_Activity 1_. In the text below on APAP exposure in HepaRG cells, turn the paragraph beginning "To test for mitochondrial ROS in HepaRG cells" into a short bulleted list that keeps its main facts.
_Activity 2_. According to the text below on APAP exposure in HepaRG cells, why does the ratio of red to green JC-1 fluorescence reflect mitochondrial membrane integrity? Answer in one to three sentences.

### Text for analysis

To explore the role of mitochondrial dysfunction after APAP exposure in HepaRG cells, we examined mitochondrial integrity using the JC-1 assay. In healthy cells, the dye preferentially localizes to mitochondria, where it forms aggregates which fluoresce red. When the mitochondrial membrane potential collapses (e.g. after the membrane permeability transition), the dye can diffuse into the cytosol in monomeric form which fluoresces green. Thus, the ratio of red to green fluorescence reflects mitochondrial membrane integrity. HepaRG cells showed a significant decrease in red/green fluorescence by 12h in the presence of 20 mM APAP, which persisted to at least 24h (Figure 1C). As an indicator of cell death, lactate dehydrogenase (LDH) activity was measured in cell lysate and in culture medium. LDH release into the culture medium was not observed up to 15h with 20 mM APAP (Figure 1D). However, a significant increase was found at 24h (29%), and this continued to rise until at least 48 hours, reaching 62% (Figure 1D). Notably, all four parameters discussed (GSH levels, protein adducts, JC-1 fluorescence, and LDH release) exhibited a clear concentration-response (Figure 2).
To test for mitochondrial ROS in HepaRG cells, cultures were treated with 20 mM APAP and Mitosox Red® fluorescence was evaluated. It has been suggested that Mitosox Red® detects mainly mitochondrial superoxide.30 Compared to control cells there was a clear increase in Mitosox Red® fluorescence 6h after APAP (Figure 3), which was the time point with the highest fluorescence (data not shown). Higher magnification (inserts) shows the punctate fluorescence characteristic of mitochondrial staining (Figure 3). Merging the Mitosox Red® fluorescence with phase contrast images demonstrates that the oxidant stress occurred only in hepatocytes (Figure 3).
In rodents, RNS such as peroxynitrite are critically involved in the injury mechanism after APAP overdose.18,31 Dihydrorhodamine (DHR) fluorescence can serve as a marker of peroxynitrite in biological systems.32 The compound is taken up into cells, where it can react with intracellular RNS resulting in formation of the fluorescent rhodamine. To investigate RNS formation in HepaRG cells, DHR fluorescence was measured at several time points during exposure to APAP. Rhodamine fluorescence was much more intense than untreated controls at 6 and 12h post-APAP (Figure 4A–C). Similar to rodent hepatocytes,28 rhodamine fluorescence peaked in HepaRG cells (12h) after the peak of Mitosox Red® fluorescence (Figure 4A–C).

######
### Data for analysis

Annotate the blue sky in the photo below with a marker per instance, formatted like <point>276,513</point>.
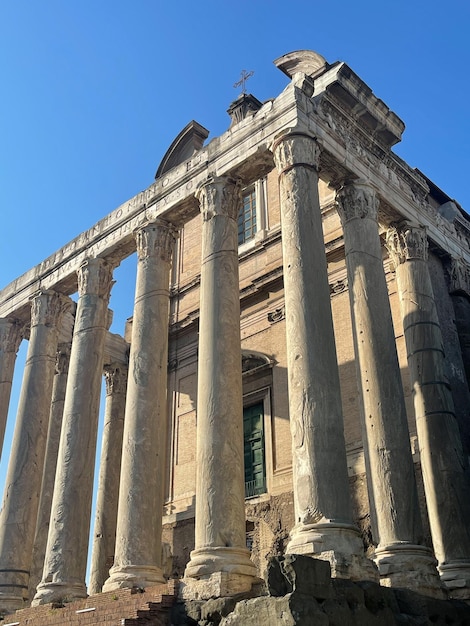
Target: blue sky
<point>93,93</point>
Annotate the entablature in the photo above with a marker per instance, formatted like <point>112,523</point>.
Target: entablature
<point>354,130</point>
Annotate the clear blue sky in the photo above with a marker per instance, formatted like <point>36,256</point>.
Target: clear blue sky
<point>94,92</point>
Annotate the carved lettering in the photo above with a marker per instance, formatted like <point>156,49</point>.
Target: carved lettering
<point>47,308</point>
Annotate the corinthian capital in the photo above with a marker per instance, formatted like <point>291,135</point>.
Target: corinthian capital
<point>47,308</point>
<point>155,239</point>
<point>116,378</point>
<point>95,277</point>
<point>296,149</point>
<point>406,241</point>
<point>356,200</point>
<point>11,334</point>
<point>220,195</point>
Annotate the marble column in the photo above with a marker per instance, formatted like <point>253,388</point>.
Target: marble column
<point>50,464</point>
<point>220,561</point>
<point>23,482</point>
<point>323,514</point>
<point>396,520</point>
<point>445,469</point>
<point>137,557</point>
<point>11,334</point>
<point>67,544</point>
<point>104,536</point>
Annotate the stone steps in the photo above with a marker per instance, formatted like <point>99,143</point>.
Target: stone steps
<point>124,607</point>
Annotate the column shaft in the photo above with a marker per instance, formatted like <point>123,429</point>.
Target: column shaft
<point>445,469</point>
<point>67,544</point>
<point>323,514</point>
<point>137,560</point>
<point>220,543</point>
<point>390,470</point>
<point>50,465</point>
<point>11,334</point>
<point>23,482</point>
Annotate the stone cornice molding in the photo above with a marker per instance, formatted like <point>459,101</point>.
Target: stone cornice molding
<point>156,239</point>
<point>357,201</point>
<point>406,242</point>
<point>220,195</point>
<point>350,149</point>
<point>116,378</point>
<point>459,276</point>
<point>295,149</point>
<point>95,277</point>
<point>11,334</point>
<point>47,308</point>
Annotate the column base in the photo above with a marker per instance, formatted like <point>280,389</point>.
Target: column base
<point>130,576</point>
<point>216,585</point>
<point>339,544</point>
<point>207,561</point>
<point>59,592</point>
<point>409,566</point>
<point>456,578</point>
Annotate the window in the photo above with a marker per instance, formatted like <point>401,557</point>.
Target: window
<point>253,432</point>
<point>252,220</point>
<point>247,217</point>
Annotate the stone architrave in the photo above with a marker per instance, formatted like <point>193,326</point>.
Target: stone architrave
<point>137,557</point>
<point>23,482</point>
<point>104,536</point>
<point>50,464</point>
<point>220,562</point>
<point>445,469</point>
<point>323,514</point>
<point>396,520</point>
<point>11,334</point>
<point>459,290</point>
<point>67,544</point>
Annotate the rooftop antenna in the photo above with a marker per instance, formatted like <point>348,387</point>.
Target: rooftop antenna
<point>244,76</point>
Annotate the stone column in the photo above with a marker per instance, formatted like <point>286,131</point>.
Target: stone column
<point>50,464</point>
<point>323,513</point>
<point>11,334</point>
<point>137,557</point>
<point>23,482</point>
<point>67,543</point>
<point>445,469</point>
<point>104,538</point>
<point>220,561</point>
<point>390,470</point>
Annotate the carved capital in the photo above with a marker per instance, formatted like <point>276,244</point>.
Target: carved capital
<point>47,308</point>
<point>219,196</point>
<point>405,242</point>
<point>357,200</point>
<point>459,276</point>
<point>156,239</point>
<point>116,378</point>
<point>11,334</point>
<point>296,149</point>
<point>95,277</point>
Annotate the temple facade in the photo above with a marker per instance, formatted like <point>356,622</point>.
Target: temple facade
<point>294,378</point>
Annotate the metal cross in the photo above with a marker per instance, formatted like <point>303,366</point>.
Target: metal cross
<point>244,76</point>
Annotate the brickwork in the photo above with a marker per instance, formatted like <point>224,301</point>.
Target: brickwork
<point>125,607</point>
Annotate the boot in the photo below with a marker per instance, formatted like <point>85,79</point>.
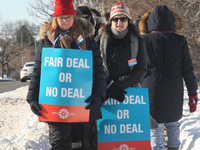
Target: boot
<point>173,148</point>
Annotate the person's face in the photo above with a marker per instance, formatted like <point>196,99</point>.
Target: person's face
<point>107,22</point>
<point>85,16</point>
<point>119,24</point>
<point>65,22</point>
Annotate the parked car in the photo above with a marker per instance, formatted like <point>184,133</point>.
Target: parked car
<point>26,71</point>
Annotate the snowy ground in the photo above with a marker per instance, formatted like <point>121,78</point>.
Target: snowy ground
<point>20,130</point>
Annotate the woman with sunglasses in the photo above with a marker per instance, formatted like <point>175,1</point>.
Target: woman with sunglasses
<point>119,45</point>
<point>63,31</point>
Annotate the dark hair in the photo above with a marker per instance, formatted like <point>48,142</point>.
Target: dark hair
<point>107,16</point>
<point>96,12</point>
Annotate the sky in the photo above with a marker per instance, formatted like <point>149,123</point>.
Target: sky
<point>13,10</point>
<point>20,128</point>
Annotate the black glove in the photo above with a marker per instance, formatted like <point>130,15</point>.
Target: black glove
<point>94,101</point>
<point>35,107</point>
<point>115,92</point>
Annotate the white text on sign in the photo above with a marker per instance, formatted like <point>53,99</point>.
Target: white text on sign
<point>123,128</point>
<point>70,62</point>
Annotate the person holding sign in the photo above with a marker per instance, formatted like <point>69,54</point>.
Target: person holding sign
<point>169,63</point>
<point>66,31</point>
<point>123,52</point>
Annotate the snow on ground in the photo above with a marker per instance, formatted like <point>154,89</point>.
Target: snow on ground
<point>20,129</point>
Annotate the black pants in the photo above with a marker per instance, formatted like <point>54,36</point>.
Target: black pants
<point>61,135</point>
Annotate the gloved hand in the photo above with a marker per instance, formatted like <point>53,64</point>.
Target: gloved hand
<point>193,101</point>
<point>115,92</point>
<point>94,101</point>
<point>35,107</point>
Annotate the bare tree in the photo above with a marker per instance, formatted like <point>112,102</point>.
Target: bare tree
<point>9,46</point>
<point>41,11</point>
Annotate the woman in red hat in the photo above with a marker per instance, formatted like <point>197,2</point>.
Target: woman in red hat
<point>62,32</point>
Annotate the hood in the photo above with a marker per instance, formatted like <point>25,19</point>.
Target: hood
<point>88,29</point>
<point>159,18</point>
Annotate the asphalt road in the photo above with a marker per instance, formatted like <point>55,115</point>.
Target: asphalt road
<point>10,86</point>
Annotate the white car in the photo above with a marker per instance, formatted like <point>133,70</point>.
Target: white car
<point>26,71</point>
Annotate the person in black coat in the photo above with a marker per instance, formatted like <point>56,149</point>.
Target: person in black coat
<point>169,63</point>
<point>61,135</point>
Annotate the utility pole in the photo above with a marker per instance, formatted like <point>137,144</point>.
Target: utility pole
<point>22,47</point>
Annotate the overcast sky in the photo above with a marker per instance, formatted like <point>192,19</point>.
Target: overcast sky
<point>13,10</point>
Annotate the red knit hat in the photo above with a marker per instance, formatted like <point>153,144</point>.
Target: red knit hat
<point>64,7</point>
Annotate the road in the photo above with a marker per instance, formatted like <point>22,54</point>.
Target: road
<point>10,86</point>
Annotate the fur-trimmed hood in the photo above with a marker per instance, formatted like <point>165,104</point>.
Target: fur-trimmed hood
<point>159,18</point>
<point>88,29</point>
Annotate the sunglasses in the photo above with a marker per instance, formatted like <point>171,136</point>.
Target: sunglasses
<point>87,17</point>
<point>122,19</point>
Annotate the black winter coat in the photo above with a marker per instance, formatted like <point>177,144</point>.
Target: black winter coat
<point>169,63</point>
<point>98,87</point>
<point>116,54</point>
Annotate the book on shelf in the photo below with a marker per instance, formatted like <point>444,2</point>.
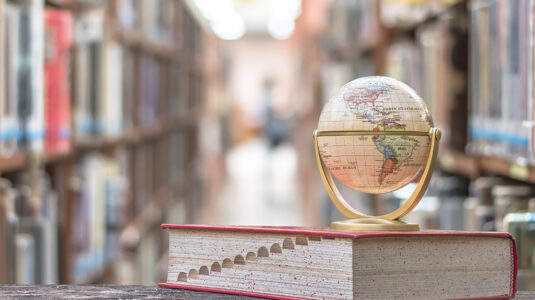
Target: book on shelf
<point>99,203</point>
<point>501,78</point>
<point>432,63</point>
<point>22,125</point>
<point>10,128</point>
<point>28,225</point>
<point>58,30</point>
<point>312,262</point>
<point>88,32</point>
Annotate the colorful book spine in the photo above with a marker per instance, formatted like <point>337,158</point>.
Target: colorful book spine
<point>58,29</point>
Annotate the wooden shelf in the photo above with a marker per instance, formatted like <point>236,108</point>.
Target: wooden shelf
<point>71,4</point>
<point>136,136</point>
<point>473,166</point>
<point>137,39</point>
<point>14,162</point>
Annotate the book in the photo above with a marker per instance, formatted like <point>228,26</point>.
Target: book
<point>58,30</point>
<point>10,130</point>
<point>501,78</point>
<point>311,262</point>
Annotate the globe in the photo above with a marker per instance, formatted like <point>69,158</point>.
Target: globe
<point>374,162</point>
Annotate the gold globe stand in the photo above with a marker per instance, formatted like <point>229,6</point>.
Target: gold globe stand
<point>390,221</point>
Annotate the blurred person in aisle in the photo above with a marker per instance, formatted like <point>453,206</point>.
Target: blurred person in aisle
<point>262,183</point>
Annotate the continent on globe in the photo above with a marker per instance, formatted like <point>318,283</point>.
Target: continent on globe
<point>375,163</point>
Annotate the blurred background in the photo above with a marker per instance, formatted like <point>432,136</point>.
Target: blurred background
<point>117,116</point>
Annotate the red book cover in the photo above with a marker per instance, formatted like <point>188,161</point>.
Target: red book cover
<point>324,231</point>
<point>58,40</point>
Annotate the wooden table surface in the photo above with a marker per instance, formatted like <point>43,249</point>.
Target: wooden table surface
<point>123,292</point>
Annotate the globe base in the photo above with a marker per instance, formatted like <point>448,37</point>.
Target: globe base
<point>374,224</point>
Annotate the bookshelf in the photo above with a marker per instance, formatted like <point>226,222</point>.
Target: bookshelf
<point>472,62</point>
<point>160,147</point>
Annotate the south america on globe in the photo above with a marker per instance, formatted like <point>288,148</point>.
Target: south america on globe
<point>377,163</point>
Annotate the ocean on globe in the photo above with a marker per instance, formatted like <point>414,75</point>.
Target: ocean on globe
<point>375,163</point>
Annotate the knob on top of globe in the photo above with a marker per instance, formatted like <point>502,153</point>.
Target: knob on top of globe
<point>375,163</point>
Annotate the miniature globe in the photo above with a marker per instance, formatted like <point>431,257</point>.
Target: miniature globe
<point>375,163</point>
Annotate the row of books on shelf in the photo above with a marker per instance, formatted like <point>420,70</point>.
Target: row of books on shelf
<point>480,51</point>
<point>29,222</point>
<point>28,228</point>
<point>431,61</point>
<point>501,78</point>
<point>160,20</point>
<point>497,42</point>
<point>486,204</point>
<point>74,68</point>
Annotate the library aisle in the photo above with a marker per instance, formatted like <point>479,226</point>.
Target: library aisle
<point>119,116</point>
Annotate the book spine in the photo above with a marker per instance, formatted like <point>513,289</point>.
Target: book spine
<point>58,26</point>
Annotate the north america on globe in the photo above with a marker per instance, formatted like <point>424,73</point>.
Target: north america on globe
<point>375,163</point>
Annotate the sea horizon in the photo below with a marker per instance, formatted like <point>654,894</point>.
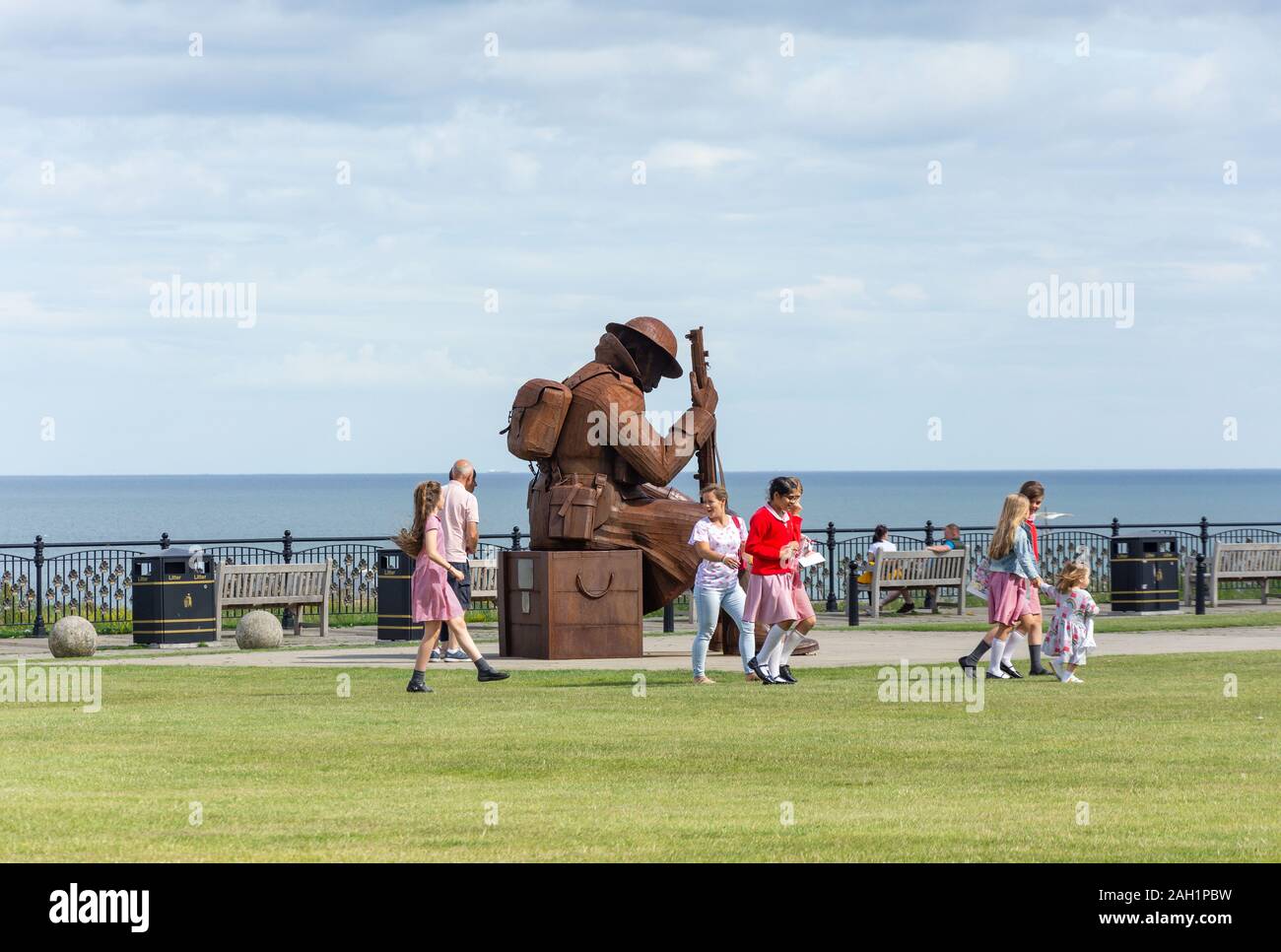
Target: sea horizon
<point>263,505</point>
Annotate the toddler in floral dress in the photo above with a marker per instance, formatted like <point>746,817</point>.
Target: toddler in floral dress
<point>1071,633</point>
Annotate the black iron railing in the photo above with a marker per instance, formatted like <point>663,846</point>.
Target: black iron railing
<point>94,579</point>
<point>41,580</point>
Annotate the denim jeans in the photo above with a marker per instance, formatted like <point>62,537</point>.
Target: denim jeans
<point>708,602</point>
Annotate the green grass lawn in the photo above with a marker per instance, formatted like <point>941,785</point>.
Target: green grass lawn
<point>579,768</point>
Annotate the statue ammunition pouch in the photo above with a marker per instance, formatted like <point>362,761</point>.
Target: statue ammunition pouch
<point>536,419</point>
<point>577,507</point>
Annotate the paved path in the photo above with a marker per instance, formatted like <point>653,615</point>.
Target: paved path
<point>840,646</point>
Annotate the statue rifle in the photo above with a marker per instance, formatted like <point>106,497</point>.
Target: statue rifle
<point>708,456</point>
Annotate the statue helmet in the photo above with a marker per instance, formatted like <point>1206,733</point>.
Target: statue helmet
<point>657,333</point>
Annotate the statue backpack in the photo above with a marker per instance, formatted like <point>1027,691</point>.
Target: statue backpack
<point>536,419</point>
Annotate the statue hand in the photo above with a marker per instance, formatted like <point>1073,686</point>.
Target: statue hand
<point>705,397</point>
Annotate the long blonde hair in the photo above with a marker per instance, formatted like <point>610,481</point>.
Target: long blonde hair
<point>1012,515</point>
<point>426,496</point>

######

_Exercise solution 1_.
- HepaRG cultures were treated with 20 mM APAP, and Mitosox Red® fluorescence was measured to test for mitochondrial ROS.
- Mitosox Red® is thought to detect mainly mitochondrial superoxide.
- Fluorescence rose clearly over control cells 6h after APAP, the time point with the highest fluorescence.
- At higher magnification, the fluorescence looked punctate, which is typical of mitochondrial staining.
- Merged fluorescence and phase contrast images showed that the oxidant stress occurred only in hepatocytes.

_Exercise solution 2_. In healthy cells, JC-1 gathers in the mitochondria and forms aggregates that glow red. When the mitochondrial membrane potential collapses, the dye spreads into the cytosol as monomers that glow green. The balance of red to green therefore shows how intact the mitochondrial membranes are.